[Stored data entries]
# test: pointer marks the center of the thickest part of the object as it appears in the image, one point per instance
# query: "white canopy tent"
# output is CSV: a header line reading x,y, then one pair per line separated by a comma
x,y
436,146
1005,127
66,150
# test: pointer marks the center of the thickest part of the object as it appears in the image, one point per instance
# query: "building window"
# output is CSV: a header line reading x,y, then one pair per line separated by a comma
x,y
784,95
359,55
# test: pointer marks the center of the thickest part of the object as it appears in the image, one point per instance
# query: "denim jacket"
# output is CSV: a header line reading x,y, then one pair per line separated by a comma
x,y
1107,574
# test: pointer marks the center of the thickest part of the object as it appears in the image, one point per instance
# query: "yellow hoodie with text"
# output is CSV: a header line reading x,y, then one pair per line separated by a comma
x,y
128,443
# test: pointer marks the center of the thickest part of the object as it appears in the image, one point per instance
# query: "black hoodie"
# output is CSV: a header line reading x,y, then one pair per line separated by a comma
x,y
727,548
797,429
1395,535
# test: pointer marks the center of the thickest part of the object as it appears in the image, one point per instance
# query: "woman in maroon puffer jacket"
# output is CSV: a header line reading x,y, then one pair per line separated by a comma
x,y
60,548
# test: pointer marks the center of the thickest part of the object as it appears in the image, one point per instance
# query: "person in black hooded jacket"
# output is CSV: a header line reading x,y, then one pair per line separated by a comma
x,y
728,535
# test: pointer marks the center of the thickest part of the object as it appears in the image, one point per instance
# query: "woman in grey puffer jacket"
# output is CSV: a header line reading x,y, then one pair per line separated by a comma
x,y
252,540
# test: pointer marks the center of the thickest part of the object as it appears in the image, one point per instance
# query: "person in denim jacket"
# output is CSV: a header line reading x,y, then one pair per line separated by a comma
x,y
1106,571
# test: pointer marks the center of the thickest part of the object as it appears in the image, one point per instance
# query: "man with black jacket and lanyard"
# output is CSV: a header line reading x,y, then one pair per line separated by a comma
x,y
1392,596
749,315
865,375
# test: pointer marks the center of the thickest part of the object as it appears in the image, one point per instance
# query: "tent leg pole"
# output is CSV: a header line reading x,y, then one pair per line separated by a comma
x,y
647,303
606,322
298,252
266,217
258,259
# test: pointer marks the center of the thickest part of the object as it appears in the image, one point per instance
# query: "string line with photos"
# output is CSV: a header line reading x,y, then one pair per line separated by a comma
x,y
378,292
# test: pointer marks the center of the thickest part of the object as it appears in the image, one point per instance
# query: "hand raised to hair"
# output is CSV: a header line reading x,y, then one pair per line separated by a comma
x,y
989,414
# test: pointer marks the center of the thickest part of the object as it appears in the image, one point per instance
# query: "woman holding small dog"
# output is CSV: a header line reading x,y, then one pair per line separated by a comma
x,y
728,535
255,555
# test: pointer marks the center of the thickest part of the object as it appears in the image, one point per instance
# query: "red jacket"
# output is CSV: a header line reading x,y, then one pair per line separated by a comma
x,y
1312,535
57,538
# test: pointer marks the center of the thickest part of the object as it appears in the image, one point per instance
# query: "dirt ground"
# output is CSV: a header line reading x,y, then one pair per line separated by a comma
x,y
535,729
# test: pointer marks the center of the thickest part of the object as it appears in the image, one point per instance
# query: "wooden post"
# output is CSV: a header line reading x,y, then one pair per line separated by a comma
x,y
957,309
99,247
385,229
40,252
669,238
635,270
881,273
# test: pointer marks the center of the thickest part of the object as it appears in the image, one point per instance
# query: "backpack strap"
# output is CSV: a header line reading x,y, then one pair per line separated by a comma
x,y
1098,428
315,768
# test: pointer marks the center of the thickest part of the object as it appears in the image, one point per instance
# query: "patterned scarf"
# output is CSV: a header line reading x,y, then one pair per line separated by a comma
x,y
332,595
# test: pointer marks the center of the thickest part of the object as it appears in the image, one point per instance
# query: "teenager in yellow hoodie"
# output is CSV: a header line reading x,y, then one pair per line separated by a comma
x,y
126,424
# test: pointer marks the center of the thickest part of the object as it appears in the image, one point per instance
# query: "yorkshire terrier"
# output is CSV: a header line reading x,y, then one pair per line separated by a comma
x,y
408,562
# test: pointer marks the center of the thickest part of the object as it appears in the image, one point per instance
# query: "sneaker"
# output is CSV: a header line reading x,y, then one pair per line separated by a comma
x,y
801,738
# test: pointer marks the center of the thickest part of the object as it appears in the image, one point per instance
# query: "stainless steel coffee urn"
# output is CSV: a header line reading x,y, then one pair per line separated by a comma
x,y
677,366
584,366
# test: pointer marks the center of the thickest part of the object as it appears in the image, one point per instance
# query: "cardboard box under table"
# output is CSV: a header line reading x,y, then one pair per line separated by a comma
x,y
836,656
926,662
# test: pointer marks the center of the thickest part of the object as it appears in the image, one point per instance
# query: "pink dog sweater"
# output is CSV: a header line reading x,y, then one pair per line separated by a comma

Your task:
Print the entries exactly. Include every one.

Answer to this exercise:
# test: pointer marks the center of the thickest part of the object as it appears in the image, one point per instance
# query: "white canopy tent"
# output is CSV: a header line reading x,y, then one pair per line separated by a comma
x,y
436,146
1005,127
66,150
# test: pointer marks the center of the thickest part of the object as it appears in the image, one point per instance
# query: "building window"
# output is CSV: a header line reading x,y, then one pair per line separated by a comma
x,y
784,95
359,55
# test: pointer marks the center of the thickest part of the object as it appears in the image, one point per instance
# query: "denim jacket"
# output is CSV: a header line reading x,y, then one pair per line separated by a comma
x,y
1107,574
# test: pointer marks the center of the thickest part of the object as it appears in the image, one point per instance
# query: "yellow hoodie with text"
# output is CSV: a header line reading x,y, then one pair per line separated by a comma
x,y
128,443
# test: pointer marks the center of the thickest part of the object as it appears in the image, one point per instance
# query: "black hoodie"
# output is CSV: a header line reading x,y, then one pair per line separated by a comma
x,y
727,548
797,429
1395,535
# test: pointer marks the center of the thickest part of the object as it appears in the image, one point per instance
# query: "woman in maroon puffer jacket"
# output is CSV: a header line reading x,y, then one pair per line separated by a comma
x,y
60,548
# test: pointer marks the center of the thickest part of the object as it appears in the image, one point per instance
# query: "person in black hooded jacket"
# output is CSV: a header line reading x,y, then one pair per line separated by a comma
x,y
728,535
# test: pointer marks the center of the thickest part of the object as it appears in the image, one point per instance
# query: "woman in grey puffer jacket"
# output is CSV: a header line reading x,y, then one pair per line separated by a comma
x,y
252,540
# test: pointer marks the center of the thickest part of the object as it appears in the image, one point per instance
# query: "person in denim jacket"
# output is CSV: a header line reading x,y, then one pair per line separated by a comma
x,y
1106,571
# test: pointer marks the center of the thickest part of the object as it appears in the image, one point per instance
# query: "man with black jacket and lanyard"
# output is CSV: a header line reading x,y, then one pair per line separated by a comma
x,y
1392,596
749,315
865,375
# test: pointer marks the center of the thickest part of the object as it appears in the image, one point per instance
# query: "tent leg pole"
# output is CSV: a header line reading x,y, then one pair per line separated by a comma
x,y
647,303
606,322
298,252
266,217
258,259
# test: pointer marks the center of the thickest part of the object as it appears in the image, one point per instance
# query: "string line with photos"
# output is CSV: a header line reading x,y, then one pair per line separated by a comma
x,y
378,292
# test: pointer marks the center of the thickest part of the object as it appears in the image, one point per instance
# query: "hand raised to hair"
# output is CSV: a header line reading x,y, then one pair per line separated by a comma
x,y
989,414
# test: pointer marks the center of the thickest part of the object as it appears in the image, one point per instance
# query: "woman holding small dog"
# output is CSV: a header line reading x,y, then one pair per line separated by a comma
x,y
728,535
255,555
# test: pointer marks the center of the thickest part of the object as it appears in the image, one point per instance
# query: "red jacket"
# output is CSV: a header line reading x,y, then one pair per line separated by a comma
x,y
1312,535
57,538
# test: pointer marks the center of the thickest part of the object as it appears in the image, one point per instance
# query: "dirt ground"
# output is CSV: a header line reading x,y, then one pair per line separated by a comma
x,y
535,729
# test: pointer marks the center of the thickest part of the object as it appears in the image, one point per instance
# query: "wooden post"
# output is CSV: a header line reading x,y, then one pair per line separated by a comma
x,y
957,309
99,247
385,229
40,252
669,238
635,270
881,273
# test: pointer marks the center of the thickest part of the object as it appears in the image, one point per instance
# query: "backpack strap"
# output is CSV: a header line reading x,y, then one pair per line separated by a comma
x,y
1098,428
315,768
# test: pointer marks the center of the thickest part of the object as it appears in the image, one point per instance
# query: "patterned scarf"
# output is CSV: a header line reading x,y, then one pair per line separated by a comma
x,y
332,595
# test: pointer marks the center of the thickest part of the object as it appears in the image, one point per instance
# query: "teenager in yellow hoodie"
# output is CSV: a header line reading x,y, then one pair per line separated by a comma
x,y
126,424
# test: pointer marks the center of the thickest part of the object as it appears in the image, one point per instance
# query: "yorkshire terrier"
# output is CSV: a header line reading x,y, then one pair per line separated by a comma
x,y
408,562
# test: pointer marks the center of the thickest part of the object as it appears in the image, one point per instance
# query: "sneaker"
# output is CSV: a header line reading x,y, then one pair per line separated by a comma
x,y
801,738
# test: pointer marks the center of the thickest part of the object as it appears in the image, one point per instance
# query: "stainless steel coffee urn"
# output is CSV: a header line reading x,y, then one pair per line separated by a comma
x,y
677,366
584,366
# test: pointer marks the center of the thickest part of the object as it appears in the image, one point per instance
# query: "cardboard box under table"
# output is CSV: a header line reading x,y, then one pair per line separated by a comma
x,y
836,656
926,662
# test: pointer marks the center of the thickest part of the object as it appears in the image, one point per instance
# query: "pink dog sweater"
# output is CSV: a header line reading x,y, then one pair per line separated by a comma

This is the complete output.